Action item: Since the data must remain as supplied, reproduce it word for word.

Entries provided:
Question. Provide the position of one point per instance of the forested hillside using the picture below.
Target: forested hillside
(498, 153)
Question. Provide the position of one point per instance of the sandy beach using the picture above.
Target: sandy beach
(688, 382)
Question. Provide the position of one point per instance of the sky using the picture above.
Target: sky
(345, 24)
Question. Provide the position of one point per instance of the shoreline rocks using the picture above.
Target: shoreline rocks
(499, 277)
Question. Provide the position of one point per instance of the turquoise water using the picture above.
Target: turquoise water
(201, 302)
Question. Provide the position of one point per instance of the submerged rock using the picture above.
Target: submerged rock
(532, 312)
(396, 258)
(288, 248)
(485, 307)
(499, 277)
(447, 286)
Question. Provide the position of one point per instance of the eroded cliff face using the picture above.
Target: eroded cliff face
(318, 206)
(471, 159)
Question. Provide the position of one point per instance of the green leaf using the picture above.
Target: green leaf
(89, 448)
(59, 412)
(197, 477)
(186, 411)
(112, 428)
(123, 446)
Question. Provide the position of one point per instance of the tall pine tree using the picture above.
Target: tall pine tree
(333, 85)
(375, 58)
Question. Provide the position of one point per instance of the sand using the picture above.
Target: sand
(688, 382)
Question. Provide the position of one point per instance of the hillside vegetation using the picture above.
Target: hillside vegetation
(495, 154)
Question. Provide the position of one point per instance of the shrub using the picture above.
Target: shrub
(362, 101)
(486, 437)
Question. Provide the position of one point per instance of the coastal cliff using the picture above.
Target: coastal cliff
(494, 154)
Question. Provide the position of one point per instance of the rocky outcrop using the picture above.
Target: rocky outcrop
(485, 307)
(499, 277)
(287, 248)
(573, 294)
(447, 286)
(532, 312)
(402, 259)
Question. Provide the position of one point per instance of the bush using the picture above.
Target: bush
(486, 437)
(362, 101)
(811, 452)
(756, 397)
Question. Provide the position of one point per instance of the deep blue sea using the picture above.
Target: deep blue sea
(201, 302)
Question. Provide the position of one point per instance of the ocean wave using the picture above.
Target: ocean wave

Answer for this exercise:
Question. Provide the position of one point per instance of the forested hillside using the picture below.
Target: forested hillside
(498, 153)
Question. Provide the position of one point per instance of the sandy beach using the picture above.
Target: sandy beach
(688, 382)
Question. Provide the position of one point per instance of the sky using the picture above.
Target: sky
(345, 24)
Question. Provide the position of one point per instance of the shoreline rocks using the picture above.
Target: shoreline rocks
(499, 277)
Question. Provide the position of one point per instance of the turquoise water using the picture above.
Target: turquoise water
(201, 302)
Question. Provide the position of one point per instance of the submerged rock using the picture above.
Target: submerged rock
(532, 312)
(396, 258)
(288, 248)
(485, 307)
(499, 277)
(447, 286)
Question. Provide the position of one point per instance of the eroded cliff face using the picture above.
Target: eroded cliff face
(318, 206)
(471, 159)
Question. Provide the position of one point per instance of the green leaf using the picture above.
Target: green leaf
(89, 448)
(59, 412)
(197, 477)
(186, 411)
(112, 428)
(123, 446)
Question. Provide the position of one point per instance of the tall pine tree using the picture above.
Target: tall pine tree
(333, 85)
(375, 58)
Question. Provide the position of one point per instance of the sand using the picture above.
Target: sand
(688, 382)
Question. Provide the position of one point per instance of the hillside vegetation using the picture above.
Target: hillside vegetation
(495, 154)
Question. Provide the position of one point per instance of the shrub using the picture above.
Target: shrub
(362, 101)
(486, 437)
Question. Provide the position of one point per instance of the coastal cliff using the picture above.
Target: coastal cliff
(494, 154)
Question. Provide the position of one point per instance of the rocky outcrop using the picture above.
Target: rocky outcrop
(485, 307)
(499, 277)
(287, 248)
(573, 294)
(447, 286)
(532, 312)
(402, 259)
Question. Provide the position of one point per instance of the bush using the picture above.
Target: bush
(486, 437)
(362, 101)
(811, 452)
(756, 397)
Question. Provide the position of one point per instance of the deep blue sea using the picture above.
Target: deep blue sea
(201, 302)
Question. Provide the position of one point per instance of the ocean wave using the picture above.
Target: ocean wave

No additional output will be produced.